Passage provided —
By Jennifer Scholtes, CQ Staff

The Kosovo-born man charged with plotting an attack in Florida adds to the list of incidents calling attention to bills aimed at easing the process of stripping suspected terrorists of U.S. citizenship, congressional aides said Monday.

Sami Osmakac — arrested Saturday after reportedly planning to wage attacks in the Tampa Bay area using firearms and explosives allegedly purchased from undercover FBI agents — joins the growing count of terrorism suspects who are naturalized Americans. Although legislation to allow the government to retract citizenship of those who engage in hostility against the United States has not moved through the committee process in recent years, cases such as Osmakac’s spark discussion about the bills, said aides for Rep. Charlie Dent, R-Pa., a sponsor of one of the measures.

Dent’s legislation (HR 3166) is a companion to a bill (S 1698) put forth by Senate Homeland Security and Governmental Affairs Chairman Joseph I. Lieberman, I-Conn.

Under current law, the citizenship of naturalized Americans can be revoked if they have misrepresented themselves in order to secure that status. And both U.S.-born and naturalized citizens can be expatriated for several reasons, including joining armed forces engaged in hostilities against the United States or being convicted of treason.

But as the government continues to find that many attacks and plots against the United States turn out to be orchestrated by its own citizens, Lieberman and Dent have argued the statute should be updated to consider that threat.

“To me, somebody who takes up arms against the United States, whether they wear the uniform of a foreign country or they’re associated with a foreign terrorist organization, has given up their right to be an American citizen,” Lieberman has said.

Under his and Dent’s measures, the United States could revoke the citizenship of anyone who has engaged in or purposefully supported hostilities against the United States, regardless of whether they have joined an official enemy army.

Over the past few years, several major terrorism suspects have been U.S. citizens, including Faisal Shahzad, a Pakistani American convicted of attempting to bomb Times Square; Mohamed Osman Mohamud, arrested for plotting to bomb a Christmas tree lighting in Portland, Ore.; and Virginia-born Nidal Malik Hasan, the alleged gunman in the 2009 Fort Hood massacre.

Others include Farooque Ahmed, a Pakistani American arrested for allegedly plotting to bomb Washington, D.C.-area public transit stations; Manssor Arbabsiar, a naturalized U.S. citizen from Iran who has been accused of plotting to assassinate a Saudi ambassador in the United States; Anwar al-Awlaki, the notorious Yemeni American al Qaeda recruiter the United States killed in a drone strike in September; and Abdulhakim Mujahid Muhammad, an American Muslim convert who killed an Army recruiter in Little Rock in 2009.

The expatriation bills have been put forth in Congress to strip terrorists of citizenship because of the symbolic importance of that right, to afford the government the ability to hold them in immigration detention facilities and to provide the United States more leniency in their prosecution, according to aides for Dent. The congressman has spoken to Judiciary Chairman Lamar Smith, R-Texas, about moving the legislation forward but it is unclear if the measure in on the path to markup, they said.

Recorded data —
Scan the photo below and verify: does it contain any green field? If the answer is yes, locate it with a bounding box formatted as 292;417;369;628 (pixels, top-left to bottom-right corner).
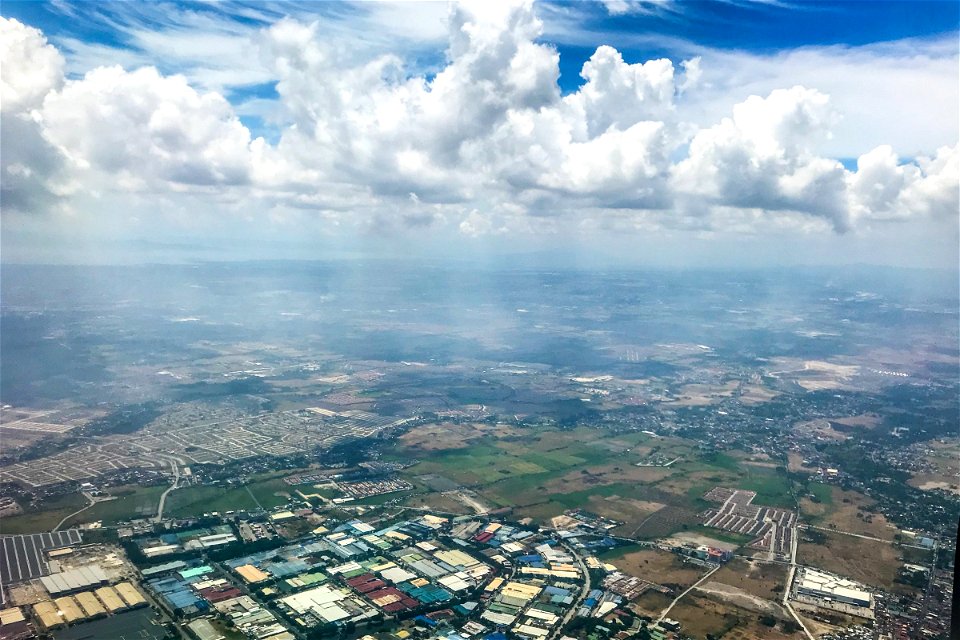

Requirement A —
According to the article on expatriation bills, what reasons have Dent's aides given for putting the bills forth in Congress? List every reason.
Requirement B —
In the article on expatriation bills, who put forth the Senate bill S 1698?
Requirement C —
From the article on expatriation bills, extract the stretch from "By Jennifer Scholtes, CQ" through "of the measures.".

Written response A —
- The symbolic importance of citizenship
- Giving the government the ability to hold terrorists in immigration detention facilities
- Giving the United States more leniency in prosecuting them

Written response B —
Senate Homeland Security and Governmental Affairs Chairman Joseph I. Lieberman, I-Conn., put it forth.

Written response C —
By Jennifer Scholtes, CQ Staff

The Kosovo-born man charged with plotting an attack in Florida adds to the list of incidents calling attention to bills aimed at easing the process of stripping suspected terrorists of U.S. citizenship, congressional aides said Monday.

Sami Osmakac — arrested Saturday after reportedly planning to wage attacks in the Tampa Bay area using firearms and explosives allegedly purchased from undercover FBI agents — joins the growing count of terrorism suspects who are naturalized Americans. Although legislation to allow the government to retract citizenship of those who engage in hostility against the United States has not moved through the committee process in recent years, cases such as Osmakac’s spark discussion about the bills, said aides for Rep. Charlie Dent, R-Pa., a sponsor of one of the measures.